→ **PASSAGE SHOWN**
Article and Photography by Jennie Hall-Frantz | Owl Staff
Jennie Hall-Frantz uses marijuana medicinally for scoliosis, fibromyalgia, and herniated discs
Four years ago, I began my journey with medical cannabis. I was afraid to tell people, however, because I didn’t want to be judged. I’ve heard the same thing from other people that smoke, but the tide is changing.
A friend from church said that I wouldn’t believe the amount of Christians that use cannabis for its medicinal effects. I’m not terribly surprised, but they have nothing to be ashamed of. It’s not as dangerous as the government made us think in the 1970’s; that came from President Nixon’s political reasoning, not actual test results.
I suffer from scoliosis, fibromyalgia, and herniated discs that can cause me extreme amounts of pain. As a result, I have received pain reducing medical assistance for these conditions.
I began my path toward medical cannabis use because I felt like conventional pain management was treating me like cattle: take a urine test, see the doctor for the oxycodone and fentanyl, then set up an injection appointment next door. Then, that doctor would want to see me for another injection two weeks later. So on and so on.
So, I researched medical cannabis, and my future was clear. Something needed to change after being in pain management for 15 years, and I was nervous about trying this new alternative for my nerve pain and muscle relaxation needs. I went to a local dispensary and they helped me apply. Before I knew it, I had my medical marijuana license.
On my last visit to my pain management office, I recognized that I was taking a leap of faith, with hopeful expectations. The truth was, if medical marijuana didn’t work out, I wouldn’t be able to go back to conventional pain treatment for a month. Marijuana stays in your system for 30 days, and I would not be eligible for pain medicine until my urine was “clean.” I needed to make a decision. So, I asked the nurse attending to me about her opinion on the subject.
With her hand on her hip, she said, “Well! Anything that tells you that it can do all these things for you…what do you think?” To say she was skeptical would be an understatement.

→ **TASK DETAILS**
Would you duplicate the part of the medical cannabis article starting at "Article and Photography" and ending at "for these conditions."? The data after this point is separate from the medical cannabis article.

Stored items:

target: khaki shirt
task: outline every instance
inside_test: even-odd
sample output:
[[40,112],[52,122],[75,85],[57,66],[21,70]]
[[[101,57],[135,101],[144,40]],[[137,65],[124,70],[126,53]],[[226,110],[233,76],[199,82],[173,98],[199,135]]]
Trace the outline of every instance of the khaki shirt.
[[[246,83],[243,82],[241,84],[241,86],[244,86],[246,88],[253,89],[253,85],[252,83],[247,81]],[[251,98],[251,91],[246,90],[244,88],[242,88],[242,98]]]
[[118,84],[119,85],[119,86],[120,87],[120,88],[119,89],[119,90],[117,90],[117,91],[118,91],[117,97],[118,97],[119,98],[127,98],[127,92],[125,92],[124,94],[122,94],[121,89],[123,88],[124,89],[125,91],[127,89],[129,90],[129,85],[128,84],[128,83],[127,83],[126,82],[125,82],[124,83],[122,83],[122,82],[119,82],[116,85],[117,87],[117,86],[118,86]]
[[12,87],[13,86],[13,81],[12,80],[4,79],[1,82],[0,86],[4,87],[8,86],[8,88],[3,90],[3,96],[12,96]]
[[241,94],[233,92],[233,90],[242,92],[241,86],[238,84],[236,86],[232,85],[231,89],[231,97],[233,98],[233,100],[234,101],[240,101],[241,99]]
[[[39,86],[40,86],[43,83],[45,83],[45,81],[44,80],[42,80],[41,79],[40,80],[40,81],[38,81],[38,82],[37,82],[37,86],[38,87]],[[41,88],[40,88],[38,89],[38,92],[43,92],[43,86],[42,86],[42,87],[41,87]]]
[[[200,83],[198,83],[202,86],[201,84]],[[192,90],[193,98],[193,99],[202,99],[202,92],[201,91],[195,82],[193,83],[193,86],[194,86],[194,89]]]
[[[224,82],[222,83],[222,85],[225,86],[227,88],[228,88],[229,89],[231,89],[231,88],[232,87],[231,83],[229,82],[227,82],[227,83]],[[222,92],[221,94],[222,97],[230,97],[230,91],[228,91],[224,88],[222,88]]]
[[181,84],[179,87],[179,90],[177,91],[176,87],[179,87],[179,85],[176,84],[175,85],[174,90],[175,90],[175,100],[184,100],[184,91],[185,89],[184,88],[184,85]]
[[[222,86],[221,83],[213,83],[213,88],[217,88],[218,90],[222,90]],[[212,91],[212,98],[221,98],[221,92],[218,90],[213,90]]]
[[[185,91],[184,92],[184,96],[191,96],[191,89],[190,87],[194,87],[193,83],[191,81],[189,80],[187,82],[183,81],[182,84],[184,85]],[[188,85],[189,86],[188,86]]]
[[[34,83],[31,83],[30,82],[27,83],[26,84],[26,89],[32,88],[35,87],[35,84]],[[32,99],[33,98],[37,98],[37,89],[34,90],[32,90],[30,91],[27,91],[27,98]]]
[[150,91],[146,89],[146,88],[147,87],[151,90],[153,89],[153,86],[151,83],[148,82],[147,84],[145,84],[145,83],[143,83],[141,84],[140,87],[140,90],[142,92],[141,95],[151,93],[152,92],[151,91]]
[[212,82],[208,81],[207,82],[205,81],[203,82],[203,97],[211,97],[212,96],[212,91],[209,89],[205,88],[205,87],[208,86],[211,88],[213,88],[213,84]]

→ **RESPONSE TO THIS TASK**
Article and Photography by Jennie Hall-Frantz | Owl Staff
Jennie Hall-Frantz uses marijuana medicinally for scoliosis, fibromyalgia, and herniated discs
Four years ago, I began my journey with medical cannabis. I was afraid to tell people, however, because I didn’t want to be judged. I’ve heard the same thing from other people that smoke, but the tide is changing.
A friend from church said that I wouldn’t believe the amount of Christians that use cannabis for its medicinal effects. I’m not terribly surprised, but they have nothing to be ashamed of. It’s not as dangerous as the government made us think in the 1970’s; that came from President Nixon’s political reasoning, not actual test results.
I suffer from scoliosis, fibromyalgia, and herniated discs that can cause me extreme amounts of pain. As a result, I have received pain reducing medical assistance for these conditions.